- Work instructions
Copy out the part of the listing that runs from its start through the line containing "[[271, 58]]", both ends included, and nothing beyond it. Keep the requests as they are, but scale every point coordinate in the answers by 1.7 and round each result to a whole number, with halves rounded up.

::: Records to process

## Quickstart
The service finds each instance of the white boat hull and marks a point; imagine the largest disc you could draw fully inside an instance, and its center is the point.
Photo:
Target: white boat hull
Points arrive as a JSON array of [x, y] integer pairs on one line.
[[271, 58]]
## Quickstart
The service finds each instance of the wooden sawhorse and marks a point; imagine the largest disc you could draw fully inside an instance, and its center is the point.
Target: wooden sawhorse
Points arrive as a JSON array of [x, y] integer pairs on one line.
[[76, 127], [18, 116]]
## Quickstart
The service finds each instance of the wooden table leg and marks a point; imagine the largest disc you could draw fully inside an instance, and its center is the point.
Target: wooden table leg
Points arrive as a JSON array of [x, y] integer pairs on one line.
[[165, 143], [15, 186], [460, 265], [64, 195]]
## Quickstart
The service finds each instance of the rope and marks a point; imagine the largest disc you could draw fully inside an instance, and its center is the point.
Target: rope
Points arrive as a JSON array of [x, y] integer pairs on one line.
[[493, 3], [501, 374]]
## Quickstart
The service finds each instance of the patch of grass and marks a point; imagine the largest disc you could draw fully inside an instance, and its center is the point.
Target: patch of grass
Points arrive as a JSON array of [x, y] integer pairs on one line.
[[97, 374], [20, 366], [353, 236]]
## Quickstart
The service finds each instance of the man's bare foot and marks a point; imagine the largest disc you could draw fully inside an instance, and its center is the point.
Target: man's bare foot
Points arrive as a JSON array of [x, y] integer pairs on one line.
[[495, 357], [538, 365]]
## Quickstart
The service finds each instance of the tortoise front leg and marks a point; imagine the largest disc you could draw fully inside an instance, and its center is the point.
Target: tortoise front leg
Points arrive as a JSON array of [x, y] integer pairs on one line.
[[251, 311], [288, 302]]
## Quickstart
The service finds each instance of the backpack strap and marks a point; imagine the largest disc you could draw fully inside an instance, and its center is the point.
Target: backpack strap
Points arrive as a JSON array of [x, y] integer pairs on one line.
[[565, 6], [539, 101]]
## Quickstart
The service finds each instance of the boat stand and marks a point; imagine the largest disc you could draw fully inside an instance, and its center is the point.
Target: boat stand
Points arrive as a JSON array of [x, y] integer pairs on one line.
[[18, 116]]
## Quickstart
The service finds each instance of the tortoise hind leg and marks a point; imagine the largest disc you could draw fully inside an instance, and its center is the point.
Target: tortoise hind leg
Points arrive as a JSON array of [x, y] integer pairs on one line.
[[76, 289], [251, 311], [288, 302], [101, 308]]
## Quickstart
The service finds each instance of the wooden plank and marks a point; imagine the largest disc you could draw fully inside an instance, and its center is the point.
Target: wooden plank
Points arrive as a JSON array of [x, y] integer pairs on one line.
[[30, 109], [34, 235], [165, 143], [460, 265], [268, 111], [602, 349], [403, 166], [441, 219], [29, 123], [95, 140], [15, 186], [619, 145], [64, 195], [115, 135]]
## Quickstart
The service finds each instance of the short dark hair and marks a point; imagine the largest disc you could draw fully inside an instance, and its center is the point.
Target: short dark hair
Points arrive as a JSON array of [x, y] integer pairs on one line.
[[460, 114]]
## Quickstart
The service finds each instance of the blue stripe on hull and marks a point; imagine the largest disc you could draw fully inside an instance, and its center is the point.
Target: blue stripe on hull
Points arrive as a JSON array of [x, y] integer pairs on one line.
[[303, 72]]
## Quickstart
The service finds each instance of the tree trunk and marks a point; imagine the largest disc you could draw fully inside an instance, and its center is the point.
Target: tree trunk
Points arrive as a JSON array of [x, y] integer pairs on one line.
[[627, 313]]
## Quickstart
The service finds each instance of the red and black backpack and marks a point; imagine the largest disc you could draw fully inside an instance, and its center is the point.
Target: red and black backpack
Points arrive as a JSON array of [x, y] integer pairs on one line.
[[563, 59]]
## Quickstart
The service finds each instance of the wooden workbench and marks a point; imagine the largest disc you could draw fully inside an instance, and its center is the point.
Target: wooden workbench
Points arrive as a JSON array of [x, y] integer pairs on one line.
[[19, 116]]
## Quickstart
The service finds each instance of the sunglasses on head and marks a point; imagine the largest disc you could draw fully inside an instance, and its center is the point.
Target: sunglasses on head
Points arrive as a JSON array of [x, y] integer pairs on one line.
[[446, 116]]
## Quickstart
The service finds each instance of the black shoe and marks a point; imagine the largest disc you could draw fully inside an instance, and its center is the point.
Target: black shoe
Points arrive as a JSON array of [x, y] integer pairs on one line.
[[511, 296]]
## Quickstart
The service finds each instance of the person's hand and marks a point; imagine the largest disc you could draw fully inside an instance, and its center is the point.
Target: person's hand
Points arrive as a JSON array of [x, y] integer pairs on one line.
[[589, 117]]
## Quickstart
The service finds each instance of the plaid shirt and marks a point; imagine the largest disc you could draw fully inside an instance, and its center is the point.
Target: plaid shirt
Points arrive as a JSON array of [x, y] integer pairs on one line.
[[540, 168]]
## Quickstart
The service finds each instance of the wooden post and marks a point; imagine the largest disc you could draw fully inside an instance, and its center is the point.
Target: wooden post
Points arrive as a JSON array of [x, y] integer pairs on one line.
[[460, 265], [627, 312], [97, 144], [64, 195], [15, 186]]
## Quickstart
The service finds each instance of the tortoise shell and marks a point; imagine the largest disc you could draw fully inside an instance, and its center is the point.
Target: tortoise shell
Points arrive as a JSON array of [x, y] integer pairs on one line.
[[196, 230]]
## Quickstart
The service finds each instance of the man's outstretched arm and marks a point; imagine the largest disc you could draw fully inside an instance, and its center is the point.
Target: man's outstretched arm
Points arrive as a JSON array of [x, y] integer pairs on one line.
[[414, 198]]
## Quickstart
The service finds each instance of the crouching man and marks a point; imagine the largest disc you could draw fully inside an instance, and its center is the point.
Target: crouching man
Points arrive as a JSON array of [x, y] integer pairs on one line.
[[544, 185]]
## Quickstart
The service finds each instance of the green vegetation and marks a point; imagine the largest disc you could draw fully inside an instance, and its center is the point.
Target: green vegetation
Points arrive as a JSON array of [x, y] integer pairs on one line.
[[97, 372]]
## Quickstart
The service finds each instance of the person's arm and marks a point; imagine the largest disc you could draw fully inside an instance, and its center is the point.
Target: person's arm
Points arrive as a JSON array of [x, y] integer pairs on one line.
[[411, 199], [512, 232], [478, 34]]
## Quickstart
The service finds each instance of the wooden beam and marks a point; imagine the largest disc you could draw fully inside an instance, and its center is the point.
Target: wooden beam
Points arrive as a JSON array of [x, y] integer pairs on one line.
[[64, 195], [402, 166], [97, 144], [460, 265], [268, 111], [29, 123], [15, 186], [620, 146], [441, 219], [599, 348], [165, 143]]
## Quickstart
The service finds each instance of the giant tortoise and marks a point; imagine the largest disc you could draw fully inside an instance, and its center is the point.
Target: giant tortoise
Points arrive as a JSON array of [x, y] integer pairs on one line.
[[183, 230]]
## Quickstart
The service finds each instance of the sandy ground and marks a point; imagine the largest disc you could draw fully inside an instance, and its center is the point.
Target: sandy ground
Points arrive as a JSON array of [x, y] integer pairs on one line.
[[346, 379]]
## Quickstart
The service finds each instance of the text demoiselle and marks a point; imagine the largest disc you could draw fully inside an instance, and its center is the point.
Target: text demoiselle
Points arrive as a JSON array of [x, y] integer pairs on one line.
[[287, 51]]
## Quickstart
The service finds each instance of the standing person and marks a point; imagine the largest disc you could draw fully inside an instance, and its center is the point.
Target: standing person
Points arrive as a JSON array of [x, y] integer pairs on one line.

::::::

- Response to the task
## Quickstart
The service finds each instance of the white boat hull and marks a point; imagine the largest disc you could draw fully inside an instance, and its center is the point.
Photo:
Target: white boat hull
Points arrive as a JSON array of [x, y] integer pairs on one line.
[[461, 99]]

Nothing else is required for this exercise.